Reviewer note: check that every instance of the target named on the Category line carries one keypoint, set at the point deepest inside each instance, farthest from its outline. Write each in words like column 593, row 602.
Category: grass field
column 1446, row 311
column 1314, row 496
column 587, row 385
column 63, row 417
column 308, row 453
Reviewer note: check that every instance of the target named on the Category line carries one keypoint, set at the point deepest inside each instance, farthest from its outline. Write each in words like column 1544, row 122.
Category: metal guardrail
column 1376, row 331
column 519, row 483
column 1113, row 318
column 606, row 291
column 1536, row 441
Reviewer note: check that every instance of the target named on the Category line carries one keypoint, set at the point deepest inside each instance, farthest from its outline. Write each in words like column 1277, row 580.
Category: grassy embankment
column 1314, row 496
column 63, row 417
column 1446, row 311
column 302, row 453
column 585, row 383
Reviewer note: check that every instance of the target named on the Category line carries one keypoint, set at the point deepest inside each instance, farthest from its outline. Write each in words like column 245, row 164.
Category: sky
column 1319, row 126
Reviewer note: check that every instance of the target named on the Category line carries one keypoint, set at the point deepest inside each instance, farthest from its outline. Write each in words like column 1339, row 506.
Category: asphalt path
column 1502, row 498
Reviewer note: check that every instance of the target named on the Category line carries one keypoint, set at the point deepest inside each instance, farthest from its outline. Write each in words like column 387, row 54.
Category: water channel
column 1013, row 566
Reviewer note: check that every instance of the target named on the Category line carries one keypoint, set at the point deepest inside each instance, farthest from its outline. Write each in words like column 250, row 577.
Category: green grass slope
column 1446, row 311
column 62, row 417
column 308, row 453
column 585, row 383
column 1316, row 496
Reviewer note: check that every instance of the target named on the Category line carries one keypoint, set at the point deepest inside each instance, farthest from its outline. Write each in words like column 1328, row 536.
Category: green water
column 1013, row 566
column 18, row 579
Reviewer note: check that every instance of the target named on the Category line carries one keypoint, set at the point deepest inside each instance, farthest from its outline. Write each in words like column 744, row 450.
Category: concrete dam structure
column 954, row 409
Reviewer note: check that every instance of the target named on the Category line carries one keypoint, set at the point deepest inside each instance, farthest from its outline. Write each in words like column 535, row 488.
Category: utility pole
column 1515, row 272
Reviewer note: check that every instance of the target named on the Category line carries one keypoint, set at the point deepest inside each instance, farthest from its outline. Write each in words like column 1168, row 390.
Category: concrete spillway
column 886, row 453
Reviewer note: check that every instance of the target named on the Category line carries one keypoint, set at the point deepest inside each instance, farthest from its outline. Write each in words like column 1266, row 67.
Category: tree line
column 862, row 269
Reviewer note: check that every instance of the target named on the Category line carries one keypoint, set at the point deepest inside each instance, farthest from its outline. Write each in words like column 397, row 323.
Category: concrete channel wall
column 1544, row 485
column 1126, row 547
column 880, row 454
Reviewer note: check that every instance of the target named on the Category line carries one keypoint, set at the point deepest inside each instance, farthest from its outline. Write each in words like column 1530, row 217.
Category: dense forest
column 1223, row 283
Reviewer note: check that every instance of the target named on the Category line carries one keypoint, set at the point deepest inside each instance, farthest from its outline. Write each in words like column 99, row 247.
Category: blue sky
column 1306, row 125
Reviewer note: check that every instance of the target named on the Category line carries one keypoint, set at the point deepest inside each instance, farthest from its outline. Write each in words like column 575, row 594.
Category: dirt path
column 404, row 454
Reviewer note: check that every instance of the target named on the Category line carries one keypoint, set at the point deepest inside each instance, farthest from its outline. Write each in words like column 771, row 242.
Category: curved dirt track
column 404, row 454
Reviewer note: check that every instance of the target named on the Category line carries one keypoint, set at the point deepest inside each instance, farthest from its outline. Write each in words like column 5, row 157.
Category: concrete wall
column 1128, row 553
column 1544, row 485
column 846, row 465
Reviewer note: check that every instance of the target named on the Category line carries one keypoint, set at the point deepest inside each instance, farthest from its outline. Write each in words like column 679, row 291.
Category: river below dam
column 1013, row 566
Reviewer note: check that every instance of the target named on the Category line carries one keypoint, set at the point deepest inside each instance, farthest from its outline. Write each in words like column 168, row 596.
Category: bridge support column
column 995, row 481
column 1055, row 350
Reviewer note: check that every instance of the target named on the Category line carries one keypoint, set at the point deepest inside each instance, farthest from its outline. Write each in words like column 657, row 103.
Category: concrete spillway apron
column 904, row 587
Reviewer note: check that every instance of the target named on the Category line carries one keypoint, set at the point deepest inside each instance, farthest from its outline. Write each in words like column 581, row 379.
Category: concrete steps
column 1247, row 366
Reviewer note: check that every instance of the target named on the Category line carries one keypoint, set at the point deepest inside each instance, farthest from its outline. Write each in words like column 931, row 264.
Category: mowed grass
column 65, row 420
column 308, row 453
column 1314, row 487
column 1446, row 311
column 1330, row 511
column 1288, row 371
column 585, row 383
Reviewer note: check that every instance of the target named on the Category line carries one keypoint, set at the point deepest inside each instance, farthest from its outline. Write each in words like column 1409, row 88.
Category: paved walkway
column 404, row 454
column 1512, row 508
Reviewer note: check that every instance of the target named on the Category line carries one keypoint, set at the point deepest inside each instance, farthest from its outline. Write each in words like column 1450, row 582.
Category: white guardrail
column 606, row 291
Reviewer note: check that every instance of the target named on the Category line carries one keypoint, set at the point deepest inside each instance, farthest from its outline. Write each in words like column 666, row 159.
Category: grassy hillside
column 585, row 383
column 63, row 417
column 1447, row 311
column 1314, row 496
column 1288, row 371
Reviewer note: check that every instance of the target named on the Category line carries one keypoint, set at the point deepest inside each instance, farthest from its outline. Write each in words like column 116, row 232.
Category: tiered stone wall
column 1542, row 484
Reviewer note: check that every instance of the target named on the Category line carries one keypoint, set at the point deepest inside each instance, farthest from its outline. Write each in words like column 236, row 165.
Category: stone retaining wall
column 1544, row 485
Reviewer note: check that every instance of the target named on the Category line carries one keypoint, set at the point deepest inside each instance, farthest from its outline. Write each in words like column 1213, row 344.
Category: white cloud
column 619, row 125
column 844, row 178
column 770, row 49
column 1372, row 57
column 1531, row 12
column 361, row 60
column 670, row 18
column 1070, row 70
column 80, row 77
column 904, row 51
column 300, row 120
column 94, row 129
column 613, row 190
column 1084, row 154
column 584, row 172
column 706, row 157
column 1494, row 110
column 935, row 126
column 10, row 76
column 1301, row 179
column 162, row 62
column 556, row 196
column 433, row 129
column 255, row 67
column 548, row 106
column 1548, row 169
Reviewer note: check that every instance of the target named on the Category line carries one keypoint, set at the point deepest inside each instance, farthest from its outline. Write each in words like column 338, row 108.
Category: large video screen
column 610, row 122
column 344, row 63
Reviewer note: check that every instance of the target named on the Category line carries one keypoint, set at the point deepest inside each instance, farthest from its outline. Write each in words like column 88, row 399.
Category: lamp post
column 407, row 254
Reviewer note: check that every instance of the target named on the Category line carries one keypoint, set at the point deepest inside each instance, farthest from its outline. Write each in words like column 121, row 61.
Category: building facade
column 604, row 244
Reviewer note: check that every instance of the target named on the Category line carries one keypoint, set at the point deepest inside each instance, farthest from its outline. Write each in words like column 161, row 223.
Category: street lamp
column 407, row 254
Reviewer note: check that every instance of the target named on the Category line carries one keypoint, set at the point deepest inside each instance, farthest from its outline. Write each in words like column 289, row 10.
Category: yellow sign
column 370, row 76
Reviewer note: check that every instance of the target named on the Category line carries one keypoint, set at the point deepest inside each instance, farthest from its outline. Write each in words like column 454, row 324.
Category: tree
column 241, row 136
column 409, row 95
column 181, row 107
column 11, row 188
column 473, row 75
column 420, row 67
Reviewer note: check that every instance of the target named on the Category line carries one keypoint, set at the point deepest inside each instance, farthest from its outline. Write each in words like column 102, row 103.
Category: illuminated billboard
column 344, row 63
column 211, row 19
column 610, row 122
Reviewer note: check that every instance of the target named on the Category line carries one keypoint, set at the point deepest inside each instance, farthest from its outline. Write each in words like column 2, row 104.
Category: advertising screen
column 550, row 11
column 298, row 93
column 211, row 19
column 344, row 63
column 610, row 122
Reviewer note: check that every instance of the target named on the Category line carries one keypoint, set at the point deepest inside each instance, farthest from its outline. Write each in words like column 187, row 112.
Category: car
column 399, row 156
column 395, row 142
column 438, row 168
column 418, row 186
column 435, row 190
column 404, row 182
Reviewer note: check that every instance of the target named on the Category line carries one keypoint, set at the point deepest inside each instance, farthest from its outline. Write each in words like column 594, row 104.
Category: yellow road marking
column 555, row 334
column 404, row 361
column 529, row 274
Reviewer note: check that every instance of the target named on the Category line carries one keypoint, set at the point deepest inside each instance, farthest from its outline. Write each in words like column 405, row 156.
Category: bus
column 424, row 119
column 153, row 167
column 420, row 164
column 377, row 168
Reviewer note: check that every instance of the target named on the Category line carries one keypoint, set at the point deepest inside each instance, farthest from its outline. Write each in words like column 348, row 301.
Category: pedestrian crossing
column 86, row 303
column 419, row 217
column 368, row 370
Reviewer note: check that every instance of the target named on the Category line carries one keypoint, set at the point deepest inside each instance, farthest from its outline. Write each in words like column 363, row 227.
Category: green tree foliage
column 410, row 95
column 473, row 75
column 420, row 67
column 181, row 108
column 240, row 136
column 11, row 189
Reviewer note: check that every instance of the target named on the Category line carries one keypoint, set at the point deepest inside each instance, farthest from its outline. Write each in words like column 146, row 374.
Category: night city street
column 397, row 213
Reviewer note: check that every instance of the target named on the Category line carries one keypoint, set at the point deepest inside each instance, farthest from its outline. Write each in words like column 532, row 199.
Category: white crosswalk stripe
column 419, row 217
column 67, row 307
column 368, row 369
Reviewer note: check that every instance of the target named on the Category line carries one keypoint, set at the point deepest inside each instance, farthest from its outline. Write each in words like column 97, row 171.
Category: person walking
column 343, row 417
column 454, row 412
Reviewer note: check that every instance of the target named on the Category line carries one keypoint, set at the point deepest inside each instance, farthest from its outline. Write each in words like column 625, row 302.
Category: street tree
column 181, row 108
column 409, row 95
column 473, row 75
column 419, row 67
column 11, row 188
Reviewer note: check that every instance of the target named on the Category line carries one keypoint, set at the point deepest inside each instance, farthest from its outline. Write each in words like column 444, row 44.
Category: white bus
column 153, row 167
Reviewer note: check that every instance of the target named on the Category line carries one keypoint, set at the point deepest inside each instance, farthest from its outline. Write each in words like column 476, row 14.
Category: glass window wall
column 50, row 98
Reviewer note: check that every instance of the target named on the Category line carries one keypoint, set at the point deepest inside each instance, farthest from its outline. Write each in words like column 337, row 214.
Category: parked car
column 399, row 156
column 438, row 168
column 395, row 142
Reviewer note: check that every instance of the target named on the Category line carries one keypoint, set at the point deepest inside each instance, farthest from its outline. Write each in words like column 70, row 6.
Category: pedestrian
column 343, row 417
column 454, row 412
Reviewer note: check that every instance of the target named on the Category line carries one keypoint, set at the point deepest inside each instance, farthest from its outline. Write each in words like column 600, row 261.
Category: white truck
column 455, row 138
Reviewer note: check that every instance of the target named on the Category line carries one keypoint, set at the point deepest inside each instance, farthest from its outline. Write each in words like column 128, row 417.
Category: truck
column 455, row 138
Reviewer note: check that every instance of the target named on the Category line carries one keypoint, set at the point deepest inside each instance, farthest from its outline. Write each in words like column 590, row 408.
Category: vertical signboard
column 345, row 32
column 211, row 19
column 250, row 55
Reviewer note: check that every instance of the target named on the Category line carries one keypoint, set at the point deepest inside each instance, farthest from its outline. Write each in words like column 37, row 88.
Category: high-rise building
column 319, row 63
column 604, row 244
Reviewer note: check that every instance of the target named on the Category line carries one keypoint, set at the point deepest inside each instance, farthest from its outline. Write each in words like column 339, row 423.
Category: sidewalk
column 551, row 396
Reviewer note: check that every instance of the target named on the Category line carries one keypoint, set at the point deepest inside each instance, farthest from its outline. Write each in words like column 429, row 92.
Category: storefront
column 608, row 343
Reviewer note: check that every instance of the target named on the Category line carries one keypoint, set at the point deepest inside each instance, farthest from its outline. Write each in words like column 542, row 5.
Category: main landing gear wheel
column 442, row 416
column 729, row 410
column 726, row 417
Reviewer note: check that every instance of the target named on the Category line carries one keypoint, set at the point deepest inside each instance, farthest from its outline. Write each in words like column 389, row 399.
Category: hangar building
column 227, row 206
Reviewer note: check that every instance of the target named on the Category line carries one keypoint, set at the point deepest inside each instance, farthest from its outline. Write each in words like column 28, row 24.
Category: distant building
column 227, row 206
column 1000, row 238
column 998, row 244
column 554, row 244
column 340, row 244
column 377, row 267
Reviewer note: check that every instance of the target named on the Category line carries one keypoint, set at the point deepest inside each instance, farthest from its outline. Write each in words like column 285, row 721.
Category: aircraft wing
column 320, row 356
▬▬▬▬▬▬
* What you are asked to do:
Please return the lines above that run from the line containing "Category: blue sky" to the line containing "771, row 242.", inclusive, exactly and with no other lines.

* Response to this task:
Category: blue sky
column 1306, row 125
Reviewer note: check that every instance of the target named on the Category line carries one keypoint, set at the point deepest inside each instance, farthest from its outline. Write each in words like column 575, row 594.
Category: dirt path
column 404, row 454
Reviewer note: check that every instance of the target named on the Category line carries one keypoint, set at the point deepest inside each instance, farthest from its outline. Write each in words like column 771, row 242.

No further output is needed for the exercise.